**GIVEN TASK**
Copy the Matthew 14 study guide word for word, from "- Why do you" up to and including "your own life.".

**PASSAGE TO READ**
Read Matthew 14:22-33
- Why were the disciples in the boat on the lake during a storm? See Matthew 14:22.
- From the following verses, show how it’s possible to be in a “storm,” while at the same time in God’s will:
2 Corinthians 11:23-27; 2 Timothy 3:10-12; 1 Peter 4:16, 19; Revelation 1:9.
- What storm are you in? Do you think it is evidence you are not in God’s will? Or that He is not pleased with you? Or that He doesn’t care about you?
- Describe Peter’s probable comfort level in a boat—storm or not. See Luke 5:1-3, Matthew 4:18, John 21:1-3.
- What opportunity did Peter have in the storm that he wouldn’t have had any other way? See Matthew 14:28-29. Relate this to 1 Peter 1:6-9.
- Tell at least two things Peter had to do in order to take the opportunity.
- Using your imagination, describe how Peter might have felt and what he might have seen initially as he stepped out of the boat.
- Do you think taking this opportunity was easy for Peter?
- What did Peter risk by stepping out of the boat?
- Why do you think the other disciples did not take the same opportunity? What did they miss that Peter obviously received?
- What is your “boat” or your comfort zone?
- Apply John 10:2-4, 11 to your own life.
- If you play it safe, make a list of the things you will gain and the things you will lose.
Will you take the risk of faith, so that at the end of your life, you can say, “I received a hundredfold return on anything I ever gave up. Taking the risk was more than worth it!”

**LISTED RECORDS**
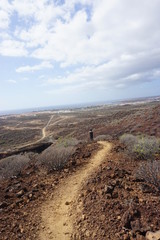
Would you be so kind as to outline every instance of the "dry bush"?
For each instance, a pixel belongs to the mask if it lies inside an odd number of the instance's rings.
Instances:
[[[156,160],[143,162],[138,168],[135,177],[160,191],[160,162]]]
[[[57,141],[57,145],[58,146],[62,146],[62,147],[70,147],[70,146],[76,146],[78,145],[79,140],[77,140],[76,138],[72,138],[72,137],[60,137],[58,138]]]
[[[24,155],[14,155],[0,160],[0,179],[18,176],[30,162]]]
[[[133,147],[133,153],[139,159],[153,159],[159,150],[159,140],[155,137],[141,137]]]
[[[48,172],[61,170],[74,153],[72,146],[50,146],[39,156],[37,165],[43,166]]]
[[[131,148],[137,142],[137,137],[132,134],[123,134],[120,137],[120,141],[128,148]]]
[[[160,151],[160,141],[155,137],[124,134],[120,141],[126,145],[129,153],[138,159],[153,159]]]
[[[99,135],[94,138],[95,141],[109,141],[112,140],[112,137],[110,135]]]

**EXPECTED OUTPUT**
- Why do you think the other disciples did not take the same opportunity? What did they miss that Peter obviously received?
- What is your “boat” or your comfort zone?
- Apply John 10:2-4, 11 to your own life.